● **Directions for this task**: Repeat each record that follows, keeping it identical.
---------- Records provided
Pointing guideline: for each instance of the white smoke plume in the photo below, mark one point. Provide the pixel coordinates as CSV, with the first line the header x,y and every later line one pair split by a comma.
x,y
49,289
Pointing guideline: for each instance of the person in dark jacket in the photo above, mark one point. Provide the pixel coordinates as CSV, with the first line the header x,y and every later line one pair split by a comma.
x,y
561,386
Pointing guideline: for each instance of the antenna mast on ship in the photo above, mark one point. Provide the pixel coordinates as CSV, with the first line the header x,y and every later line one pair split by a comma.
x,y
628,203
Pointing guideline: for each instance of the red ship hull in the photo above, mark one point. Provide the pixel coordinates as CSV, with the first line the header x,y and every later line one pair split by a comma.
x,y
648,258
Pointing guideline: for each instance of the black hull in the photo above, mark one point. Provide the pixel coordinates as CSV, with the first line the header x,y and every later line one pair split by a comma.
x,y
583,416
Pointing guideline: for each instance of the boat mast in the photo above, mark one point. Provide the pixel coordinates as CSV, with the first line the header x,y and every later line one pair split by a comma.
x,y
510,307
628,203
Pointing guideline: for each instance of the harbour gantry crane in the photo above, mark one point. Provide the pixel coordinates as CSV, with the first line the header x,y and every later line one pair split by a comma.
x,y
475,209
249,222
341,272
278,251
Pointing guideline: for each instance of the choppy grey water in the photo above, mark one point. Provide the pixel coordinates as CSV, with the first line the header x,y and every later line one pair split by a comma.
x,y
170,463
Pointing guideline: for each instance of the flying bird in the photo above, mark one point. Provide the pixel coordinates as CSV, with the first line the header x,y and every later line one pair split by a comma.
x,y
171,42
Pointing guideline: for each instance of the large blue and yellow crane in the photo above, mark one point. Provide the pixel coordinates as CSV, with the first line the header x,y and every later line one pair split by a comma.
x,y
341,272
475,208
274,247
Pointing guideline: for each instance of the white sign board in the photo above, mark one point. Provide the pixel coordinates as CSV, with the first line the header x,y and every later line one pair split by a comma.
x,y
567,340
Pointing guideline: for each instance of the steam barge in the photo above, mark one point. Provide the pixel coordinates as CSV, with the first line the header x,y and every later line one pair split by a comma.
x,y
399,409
--------------------
● **Answer space**:
Pointing guideline: for each instance of the white smoke plume in the photo below, mark one point. Provide the pixel coordinates as CSV, with the first line the header x,y and every later line one pair split by a comma.
x,y
49,289
Pointing guideline: for each instance of the person in dark jacket in the photo above, mark one point. Provide the pixel coordinates as CSV, with the first line the header x,y and every later line one pair split by a comma.
x,y
561,386
Pointing guideline: for each instance of the antenna mast on ship in the photo above, mark one point. Provide the pixel coordinates as CSV, with the first line the header x,y and every later line one pair split by a comma.
x,y
628,203
Pointing guideline: for each instance of the red ship hull in the photo above, mark one point. Provide the pixel coordinates as CSV, with the first line the header x,y and every later line one pair split by a comma.
x,y
648,258
Pointing guideline: for each instance of the black hull in the photo above, mark one point. Provide the pixel coordinates as CSV, with the first line the header x,y and every later line one pair split by a comma.
x,y
583,416
Pointing guideline: for each instance of the boat mast in the photo above, mark one point. Provide the pixel coordinates as CSV, with the first line the header x,y and every later line one pair split by a comma.
x,y
510,307
628,203
Pointing guideline: for each instance of the harbour gantry crane in the photo above, mark one point. Provide the pixel coordinates as CSV, with the first line the header x,y and every later line one pair split by a comma.
x,y
475,209
249,222
341,272
278,251
Pointing guideline: for each instance of the choppy grey water in the photo above, mark one point. Provide the pixel coordinates as CSV, with the first line the header x,y and every later line one pair split by a comma.
x,y
170,463
Pointing guideline: for each instance of the flying bird in the photo above, mark one point. Provide the pixel coordinates as CSV, with the first line the header x,y and every later line one pair split by a comma.
x,y
171,42
Pointing guideline: for each instance of the large blue and yellow crane in the photo above, mark one point. Provide the pixel coordinates as CSV, with the first line the header x,y and every later line one pair split by a comma.
x,y
341,272
475,208
274,247
Pointing guideline: for each instance of the white sign board in the photo above, mark one point. Provide the pixel coordinates as CSV, with the first line the header x,y and every later line one pair split by a comma.
x,y
567,340
Pointing guideline: for each instance of the steam barge in the photo above, mark one point. Provide the pixel coordinates as CSV, with the first line the header x,y and every later line one pair split by a comma.
x,y
399,409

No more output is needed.